Your tasks:
a - According to the passage on why relational databases fall short, which two data formats are called the lingua franca of distributed applications?
b - Carry on the passage about relational databases and changing data needs, picking up after its last sentence.

— Start of Text segment —

Relational databases worked well when systems were serving hundreds or even thousands of users, but the Internet has changed all of that. The number of users and volume of data is growing exponentially. A variety of social applications have proved that applications can quickly attract millions of users. Relational databases were never built to handle this level of concurrent access.

Semi-structured data

In addition to the staggering growth, data is no longer simple rows and columns. Semi-structured data is everywhere. Extensible Markup Language (XML) and JavaScript Object Notation (JSON) are the lingua franca of our distributed applications. These formats allow complex relationships to be modeled through hierarchy and nesting. Relational databases struggle to effectively represent these data patterns. Due to this impedance mismatch, our applications are littered with additional complexity. Object relational mapping (ORM) tools have helped but not solved this problem.

With the growth of Software as a Service (SaaS) and cloud-based applications, the need for flexible schemas has increased. Each tenant is hosted on a unified infrastructure but they must retain the flexibility to customize their data model to meet their unique business needs. In these multi-tenant environments, a rigid schema structure imposed by a relational database does not work.

Architecture changes

While data is still king, how we architect our data-dependent systems has changed significantly over the past few decades. In many systems, the database acted as the integration point for different parts of the application. This required the data to be stored in a uniform way since the database was acting as a form of API. The following diagram shows the architectural transitions:

With the move to Service Oriented Architectures (SOA), how data is stored for a given component has become less important. The application interfaces with the service, not the database. The application has a dependency on the service contract, not on the database schema. This shift has opened up the possibilities to store data based on the needs of the service.

— End of Text segment —
— Start of Recorded information —

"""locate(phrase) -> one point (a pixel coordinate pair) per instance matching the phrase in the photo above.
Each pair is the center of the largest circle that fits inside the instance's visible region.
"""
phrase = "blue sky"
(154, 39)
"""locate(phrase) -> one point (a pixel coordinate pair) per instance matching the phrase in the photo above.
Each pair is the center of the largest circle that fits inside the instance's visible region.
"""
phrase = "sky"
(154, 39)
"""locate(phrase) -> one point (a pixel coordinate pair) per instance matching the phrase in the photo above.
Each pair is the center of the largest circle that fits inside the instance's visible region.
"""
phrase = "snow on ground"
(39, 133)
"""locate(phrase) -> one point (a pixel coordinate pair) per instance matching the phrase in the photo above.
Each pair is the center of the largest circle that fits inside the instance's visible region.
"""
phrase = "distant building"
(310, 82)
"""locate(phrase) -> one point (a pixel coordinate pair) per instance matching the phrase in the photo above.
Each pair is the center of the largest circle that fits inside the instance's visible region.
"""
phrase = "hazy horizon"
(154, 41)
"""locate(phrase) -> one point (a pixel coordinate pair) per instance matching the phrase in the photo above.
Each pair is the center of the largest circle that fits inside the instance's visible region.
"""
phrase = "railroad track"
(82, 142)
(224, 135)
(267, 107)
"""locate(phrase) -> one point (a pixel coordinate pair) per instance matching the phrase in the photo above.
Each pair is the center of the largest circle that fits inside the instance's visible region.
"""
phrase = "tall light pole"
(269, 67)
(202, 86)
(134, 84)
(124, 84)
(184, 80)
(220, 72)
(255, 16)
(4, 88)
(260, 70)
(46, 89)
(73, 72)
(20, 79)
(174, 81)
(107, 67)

— End of Recorded information —

Results for the exercise:
a - Extensible Markup Language (XML) and JavaScript Object Notation (JSON).

b -
Rethinking the database

The factors we have been discussing have led many in our industry to rethink the idea of a database. Engineers wrestled with the limitations of the relational database and set out to build modern web-scale databases. The term NoSQL was coined to label this category of databases. Originally, the term stood for No SQL but has evolved to mean Not Only SQL. To confuse matters further, some NoSQL databases support a form of the SQL dialect. However, in all cases they are not relational databases.

While the NoSQL landscape continues to expand with more projects and companies getting in the action, there are four basic categories that databases fall into:

Document (CouchDB, MongoDB, RavenDB)
Graph (Neo4J, Sones)
Key/Value (Cassandra, SimpleDB, Dynamo, Voldemort)
Tabular/Wide Column (BigTable, Apache Hbase)

Document databases

Document databases are made up of semi-structure and schema free data structures known as documents. In this case, the term document is not speaking of a PDF or Word document. Rather, it refers to a rich data structure that can represent related data from the simple to the complex. In document databases, documents are usually represented in JavaScript Object Notation (JSON). A document can contain any number of fields of any length. Fields can also contain multiple pieces of data. Each document is independent and contains all of the data elements required by the entity.

The following is an example of a simple document:

{
Name: "Alexander Graham Bell",
BornIn: "Edinburgh, United Kingdom",
Spouse: "Mabel Gardiner Hubbard"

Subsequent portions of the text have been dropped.